Data entries:

-*-*-

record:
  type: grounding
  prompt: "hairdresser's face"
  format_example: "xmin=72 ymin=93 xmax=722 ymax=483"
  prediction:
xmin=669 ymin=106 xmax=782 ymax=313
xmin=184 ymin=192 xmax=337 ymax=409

-*-*-

PROBLEM TO WORK ON :: Copy out all of the records above, reproducing every line without any change.

IN RESPONSE ::
record:
  type: grounding
  prompt: "hairdresser's face"
  format_example: "xmin=72 ymin=93 xmax=722 ymax=483"
  prediction:
xmin=669 ymin=106 xmax=782 ymax=313
xmin=184 ymin=192 xmax=337 ymax=409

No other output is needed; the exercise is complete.